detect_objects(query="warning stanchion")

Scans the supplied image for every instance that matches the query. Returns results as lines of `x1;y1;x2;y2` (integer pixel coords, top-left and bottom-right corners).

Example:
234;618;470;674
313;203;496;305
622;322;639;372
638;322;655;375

Problem statement:
Beginning with the line in which "Scans the supplied" appears, print each remaining line of the listing exactly, the last line included.

Response:
Scans the supplied image for every instance that matches the query. Returns results as lines of `x1;y1;x2;y2` (integer pixel coords, top-left and bottom-right corners).

Example:
234;618;470;674
313;203;496;305
622;322;639;372
638;322;655;375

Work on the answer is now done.